[Stored data entries]
---

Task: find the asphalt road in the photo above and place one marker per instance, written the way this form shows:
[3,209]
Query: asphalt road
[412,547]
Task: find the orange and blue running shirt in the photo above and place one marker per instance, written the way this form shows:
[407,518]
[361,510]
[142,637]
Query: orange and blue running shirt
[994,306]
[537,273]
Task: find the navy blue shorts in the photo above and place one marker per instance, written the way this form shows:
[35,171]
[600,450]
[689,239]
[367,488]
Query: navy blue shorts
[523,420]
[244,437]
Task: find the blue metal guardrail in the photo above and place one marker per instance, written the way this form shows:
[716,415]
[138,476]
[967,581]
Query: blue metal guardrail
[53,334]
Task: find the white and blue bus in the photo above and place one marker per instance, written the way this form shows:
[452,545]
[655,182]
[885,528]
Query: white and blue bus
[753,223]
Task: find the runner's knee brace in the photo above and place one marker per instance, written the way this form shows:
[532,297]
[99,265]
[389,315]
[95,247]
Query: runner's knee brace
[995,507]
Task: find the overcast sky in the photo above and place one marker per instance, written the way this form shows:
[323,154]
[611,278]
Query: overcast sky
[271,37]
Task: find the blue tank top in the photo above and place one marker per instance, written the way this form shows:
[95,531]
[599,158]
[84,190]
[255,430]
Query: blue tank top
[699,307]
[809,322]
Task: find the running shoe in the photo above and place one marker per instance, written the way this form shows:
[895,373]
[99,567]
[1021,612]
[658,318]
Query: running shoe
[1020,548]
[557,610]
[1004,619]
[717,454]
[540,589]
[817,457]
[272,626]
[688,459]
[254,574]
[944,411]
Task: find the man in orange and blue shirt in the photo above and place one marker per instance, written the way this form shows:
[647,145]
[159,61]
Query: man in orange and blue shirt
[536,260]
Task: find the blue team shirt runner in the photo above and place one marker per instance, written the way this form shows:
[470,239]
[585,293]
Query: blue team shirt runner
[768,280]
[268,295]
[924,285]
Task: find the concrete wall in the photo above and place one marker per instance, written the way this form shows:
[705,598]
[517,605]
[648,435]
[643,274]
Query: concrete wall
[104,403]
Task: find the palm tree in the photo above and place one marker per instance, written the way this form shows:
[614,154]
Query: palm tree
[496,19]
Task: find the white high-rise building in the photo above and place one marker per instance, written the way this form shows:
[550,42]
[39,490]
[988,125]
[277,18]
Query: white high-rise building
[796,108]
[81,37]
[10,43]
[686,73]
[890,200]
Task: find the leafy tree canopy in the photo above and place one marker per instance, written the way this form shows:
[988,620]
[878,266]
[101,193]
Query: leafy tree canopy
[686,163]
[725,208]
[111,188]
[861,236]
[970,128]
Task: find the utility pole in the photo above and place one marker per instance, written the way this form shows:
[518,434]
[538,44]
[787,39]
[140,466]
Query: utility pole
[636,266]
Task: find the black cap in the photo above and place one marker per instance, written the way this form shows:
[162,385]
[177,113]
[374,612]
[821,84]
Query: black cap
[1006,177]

---

Transcribe the data. Leave every line exactly as it is.

Task: find the asphalt road in the photo above and place one marker per instance, written the way this form shows:
[3,209]
Query: asphalt road
[412,547]
Task: find the orange and blue running shirt in the photo above and place one marker per instance, written the way this form shows:
[407,518]
[361,510]
[142,637]
Query: orange and blue running shirt
[994,306]
[537,273]
Task: find the navy blue shorts in the photo above and place one marker per instance, written the way this form shows:
[35,171]
[600,450]
[689,239]
[367,488]
Query: navy blue shorts
[523,420]
[244,437]
Task: find the blue metal guardrail in the photo above and place one marker per instance, written the way this form shows:
[716,415]
[138,476]
[967,581]
Query: blue metal guardrail
[53,334]
Task: find the white and blue bus in the photo above and place one marker per instance, written the way this form shows:
[452,545]
[655,182]
[885,528]
Query: white and blue bus
[753,223]
Task: find the runner's knee brace in the photo above and place one marker per instance, written the way this form shows:
[532,297]
[99,265]
[389,315]
[95,247]
Query: runner's knee brace
[995,507]
Task: find the overcast sky in the photo above and place one marker per instance, written the way this form shows:
[323,154]
[611,278]
Query: overcast sky
[271,37]
Task: find the blue tank top in the photo above and place one marker per instance, written the way this form shows:
[95,531]
[599,158]
[84,190]
[255,430]
Query: blue tank top
[699,307]
[809,322]
Task: find the running shoe in the photo above and place one marker per instance, written the way this form shows:
[895,373]
[99,567]
[1021,612]
[658,318]
Query: running shoe
[1020,548]
[557,610]
[1004,619]
[717,454]
[540,589]
[817,457]
[272,626]
[688,459]
[254,574]
[944,411]
Task: find the man in orange and blue shirt in the photo above and place one marker per instance, written the way this form shows:
[647,145]
[159,61]
Query: man in orange and blue shirt
[536,260]
Task: find the blue team shirt runner in the photo above and place one marker per instance, written the way this form shows:
[470,239]
[585,293]
Query: blue team shirt runner
[768,280]
[268,295]
[924,285]
Task: find the concrete wall in the photo above and place one marker per instance, written the way this form shows:
[705,598]
[517,605]
[648,435]
[643,274]
Query: concrete wall
[104,403]
Task: find the palm tree in the photo above and place one marker per instance, written the way this form shows:
[614,154]
Query: palm tree
[496,19]
Task: find the white high-rise building in the photo above and place one marker per instance, written the way this form shows:
[550,42]
[39,490]
[988,125]
[277,18]
Query: white high-rise building
[796,108]
[81,37]
[10,43]
[686,73]
[890,200]
Task: find the leafy tree canopy in the photo above and place one marker per instance, written the way this form shows:
[988,620]
[878,266]
[101,193]
Query: leafy tree canopy
[686,163]
[725,208]
[111,188]
[861,236]
[970,128]
Task: find the utility pole in the photo above and place one marker per instance, written the way this form shows:
[518,434]
[538,44]
[787,39]
[140,466]
Query: utility pole
[636,266]
Task: find the black cap in the photo above and place one marker per instance, written the way this form shows:
[162,385]
[177,113]
[374,612]
[821,84]
Query: black cap
[1006,177]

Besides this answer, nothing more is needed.